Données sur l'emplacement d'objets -
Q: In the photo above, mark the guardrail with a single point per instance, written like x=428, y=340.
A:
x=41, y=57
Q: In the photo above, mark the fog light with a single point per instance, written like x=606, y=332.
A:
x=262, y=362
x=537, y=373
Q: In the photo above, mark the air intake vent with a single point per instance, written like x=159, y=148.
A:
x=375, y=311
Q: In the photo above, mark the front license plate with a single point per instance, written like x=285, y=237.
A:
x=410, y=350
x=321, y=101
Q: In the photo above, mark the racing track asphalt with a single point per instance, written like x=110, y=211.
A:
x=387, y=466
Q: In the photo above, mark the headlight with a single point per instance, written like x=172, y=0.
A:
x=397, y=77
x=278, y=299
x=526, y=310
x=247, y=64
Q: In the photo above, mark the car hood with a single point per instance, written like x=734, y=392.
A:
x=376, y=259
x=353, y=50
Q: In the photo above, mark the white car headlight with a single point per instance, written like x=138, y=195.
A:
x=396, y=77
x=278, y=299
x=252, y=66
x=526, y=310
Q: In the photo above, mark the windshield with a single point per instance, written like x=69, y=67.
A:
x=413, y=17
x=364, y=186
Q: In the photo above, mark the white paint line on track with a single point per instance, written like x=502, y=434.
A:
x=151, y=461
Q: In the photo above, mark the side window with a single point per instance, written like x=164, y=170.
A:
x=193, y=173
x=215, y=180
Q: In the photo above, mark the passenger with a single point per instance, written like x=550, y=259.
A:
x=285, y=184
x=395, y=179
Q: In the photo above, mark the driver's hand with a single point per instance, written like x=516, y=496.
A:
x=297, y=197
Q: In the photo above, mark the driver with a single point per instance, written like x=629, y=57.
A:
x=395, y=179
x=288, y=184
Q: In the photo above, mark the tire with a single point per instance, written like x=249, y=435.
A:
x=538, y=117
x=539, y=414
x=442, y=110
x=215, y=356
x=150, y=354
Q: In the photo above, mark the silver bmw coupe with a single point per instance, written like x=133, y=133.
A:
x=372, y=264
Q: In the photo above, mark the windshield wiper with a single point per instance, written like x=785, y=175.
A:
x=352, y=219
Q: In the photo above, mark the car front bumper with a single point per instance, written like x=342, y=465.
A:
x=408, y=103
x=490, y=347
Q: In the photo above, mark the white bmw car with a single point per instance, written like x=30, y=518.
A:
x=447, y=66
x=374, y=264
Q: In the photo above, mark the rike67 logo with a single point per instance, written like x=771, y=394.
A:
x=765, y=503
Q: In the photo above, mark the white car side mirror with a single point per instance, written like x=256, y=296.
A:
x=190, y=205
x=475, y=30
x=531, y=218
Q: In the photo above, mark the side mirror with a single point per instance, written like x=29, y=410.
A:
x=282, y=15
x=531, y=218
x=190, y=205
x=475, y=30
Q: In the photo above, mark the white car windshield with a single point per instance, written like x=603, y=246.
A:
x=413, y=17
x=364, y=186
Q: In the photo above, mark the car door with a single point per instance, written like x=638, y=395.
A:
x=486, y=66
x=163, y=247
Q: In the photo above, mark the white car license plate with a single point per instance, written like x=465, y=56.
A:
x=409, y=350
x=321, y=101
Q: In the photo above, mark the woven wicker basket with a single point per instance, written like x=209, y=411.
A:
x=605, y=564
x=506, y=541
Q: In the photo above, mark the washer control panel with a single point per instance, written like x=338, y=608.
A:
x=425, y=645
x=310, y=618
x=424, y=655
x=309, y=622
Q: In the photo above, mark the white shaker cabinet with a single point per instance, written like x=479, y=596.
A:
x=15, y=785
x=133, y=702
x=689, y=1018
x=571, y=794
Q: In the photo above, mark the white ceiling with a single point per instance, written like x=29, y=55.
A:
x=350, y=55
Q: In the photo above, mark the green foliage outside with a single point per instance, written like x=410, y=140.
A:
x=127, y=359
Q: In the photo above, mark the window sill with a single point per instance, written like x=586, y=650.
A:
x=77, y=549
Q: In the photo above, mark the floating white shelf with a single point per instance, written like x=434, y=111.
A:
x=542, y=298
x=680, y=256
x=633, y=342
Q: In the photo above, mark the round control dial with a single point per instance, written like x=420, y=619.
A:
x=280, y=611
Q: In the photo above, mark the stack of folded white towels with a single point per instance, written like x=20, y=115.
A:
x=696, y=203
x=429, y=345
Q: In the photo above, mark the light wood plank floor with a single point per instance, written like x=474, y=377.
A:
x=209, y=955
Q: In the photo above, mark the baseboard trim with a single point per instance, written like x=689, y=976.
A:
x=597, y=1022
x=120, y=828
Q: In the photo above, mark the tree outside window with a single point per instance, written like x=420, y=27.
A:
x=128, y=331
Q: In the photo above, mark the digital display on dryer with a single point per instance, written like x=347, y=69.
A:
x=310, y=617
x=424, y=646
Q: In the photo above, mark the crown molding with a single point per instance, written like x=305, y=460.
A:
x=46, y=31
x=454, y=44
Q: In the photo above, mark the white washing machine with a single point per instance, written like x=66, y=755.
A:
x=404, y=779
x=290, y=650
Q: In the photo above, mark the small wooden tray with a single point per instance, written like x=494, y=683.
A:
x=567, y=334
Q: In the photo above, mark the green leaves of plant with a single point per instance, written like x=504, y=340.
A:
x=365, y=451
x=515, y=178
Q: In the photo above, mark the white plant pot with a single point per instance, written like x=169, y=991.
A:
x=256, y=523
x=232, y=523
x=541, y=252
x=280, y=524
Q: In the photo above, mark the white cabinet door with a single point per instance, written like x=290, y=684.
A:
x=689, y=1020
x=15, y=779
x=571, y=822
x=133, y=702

OBJECTIF DE L'EXERCICE -
Recopiez toutes les données ci-dessus en remplaçant « a single point » par « one point », sans rien changer d'autre.

SOLUTION DU PROBLÈME -
Q: In the photo above, mark the guardrail with one point per instance, written like x=428, y=340.
A:
x=41, y=57
Q: In the photo above, mark the fog light with one point per instance, written like x=606, y=332.
A:
x=262, y=362
x=537, y=373
Q: In the photo above, mark the air intake vent with one point per instance, written like x=159, y=148.
A:
x=375, y=311
Q: In the photo above, mark the front license plate with one point per instance, written like x=285, y=237.
A:
x=410, y=350
x=321, y=101
Q: In the photo above, mark the racing track asphalt with one point per instance, written like x=110, y=211.
A:
x=387, y=466
Q: In the photo above, mark the headlight with one point per instance, written like x=172, y=0.
A:
x=397, y=77
x=278, y=299
x=526, y=310
x=247, y=64
Q: In the photo above, mark the car hood with one point per instance, written like x=734, y=392.
A:
x=376, y=259
x=353, y=50
Q: In the photo above, mark the white car headlight with one point per instance, written like x=138, y=195.
A:
x=396, y=77
x=278, y=299
x=252, y=66
x=526, y=310
Q: In the photo above, mark the windshield with one point per instance, written like x=69, y=67.
A:
x=413, y=17
x=364, y=186
Q: In the photo above, mark the white paint line on track with one point per instance, written like x=502, y=434.
A:
x=151, y=461
Q: In the photo above, mark the side window with one point per instance, written like x=164, y=170.
A:
x=193, y=173
x=215, y=180
Q: In the photo above, mark the passenger with one point per instance, written like x=550, y=259.
A:
x=285, y=184
x=395, y=179
Q: In the photo above, mark the driver's hand with one point per instance, written like x=516, y=496.
A:
x=297, y=197
Q: In the photo above, mark the driver with one point per instance, written like x=629, y=57.
A:
x=395, y=179
x=288, y=184
Q: In the photo above, mark the tire with one point per instance, written like x=249, y=435.
A:
x=538, y=117
x=539, y=414
x=442, y=110
x=215, y=356
x=150, y=354
Q: In the photo above, mark the silver bmw coupe with one point per instance, written like x=133, y=133.
A:
x=372, y=264
Q: In the photo above, mark the windshield wiper with one point per instance, written like x=785, y=175.
A:
x=352, y=219
Q: In the photo above, mark the car front bumper with one point per instance, written like x=342, y=465.
A:
x=408, y=103
x=490, y=347
Q: In the photo above, mark the white bmw car with one point per instance, written like x=30, y=518.
A:
x=447, y=66
x=374, y=264
Q: In the photo above, mark the rike67 logo with one point per instance, written like x=771, y=394.
A:
x=765, y=503
Q: In the photo above, mark the white car side mirror with one point per instance, written like x=256, y=296.
A:
x=190, y=205
x=475, y=30
x=531, y=218
Q: In the photo above, mark the side mirror with one point per instance, written like x=29, y=410.
A:
x=282, y=15
x=531, y=218
x=190, y=205
x=475, y=30
Q: In the photo above, mark the white car windshield with one point per instance, written like x=603, y=246.
A:
x=413, y=17
x=364, y=186
Q: In the photo above, mark the car door with one point per instance, written like x=638, y=395.
A:
x=486, y=66
x=163, y=247
Q: In the photo above, mark the white car license plate with one point per instance, written like x=465, y=56.
A:
x=409, y=350
x=321, y=101
Q: In the photo above, mark the woven wicker basket with one point per instance, written like x=209, y=411.
A:
x=605, y=564
x=506, y=541
Q: In the photo above, mark the washer control panel with one point per instance, written like x=338, y=608.
A:
x=425, y=645
x=310, y=618
x=424, y=655
x=309, y=622
Q: In the photo above, mark the white shaker cabinet with one point per instance, written like x=479, y=596.
A:
x=15, y=785
x=133, y=702
x=689, y=1018
x=571, y=794
Q: In the photo above, mark the white ceiling with one point per instance, written like x=29, y=55.
A:
x=350, y=55
Q: In the photo above, mark the green foliage outside with one point per instance, written like x=410, y=140.
A:
x=127, y=359
Q: In the photo above, mark the window sill with one point per instance, written like x=586, y=650.
A:
x=77, y=549
Q: In the photo above, mark the floating white shelf with one point per instance, written like x=434, y=111.
A:
x=542, y=298
x=680, y=256
x=633, y=342
Q: In the photo above, mark the round control dial with one point per instance, written like x=420, y=619.
A:
x=280, y=611
Q: In the photo above, mark the stack of folded white towels with one point per instance, written like x=20, y=115.
A:
x=696, y=203
x=429, y=345
Q: In the photo above, mark the light wood plank floor with one point per instance, written like x=474, y=377.
A:
x=209, y=955
Q: In the photo above, mark the baseboard trim with one point per instance, written like x=689, y=976.
A:
x=597, y=1022
x=120, y=828
Q: In the photo above, mark the tree outside window with one point per instance, written like x=420, y=27.
A:
x=128, y=331
Q: In the photo above, mark the digital display on dryer with one point per instance, written like x=347, y=69.
A:
x=310, y=617
x=424, y=646
Q: In the photo above, mark the crown molding with one point per instance, written like x=305, y=460.
A:
x=46, y=31
x=454, y=44
Q: In the photo above, mark the white washing machine with one point per instance, written like x=66, y=755.
A:
x=404, y=779
x=290, y=650
Q: In the photo above, mark the small wooden tray with one point per instance, written like x=494, y=683.
A:
x=567, y=334
Q: In the photo above, mark the green leaves of plant with one point per instance, written like x=504, y=340.
A:
x=365, y=451
x=515, y=178
Q: In the photo above, mark the white plant pot with one point per instance, written like x=169, y=991.
A:
x=256, y=523
x=232, y=523
x=541, y=252
x=280, y=524
Q: In the photo above, mark the white cabinet door with one point per instance, written like x=290, y=684.
A:
x=689, y=1020
x=15, y=779
x=571, y=822
x=133, y=702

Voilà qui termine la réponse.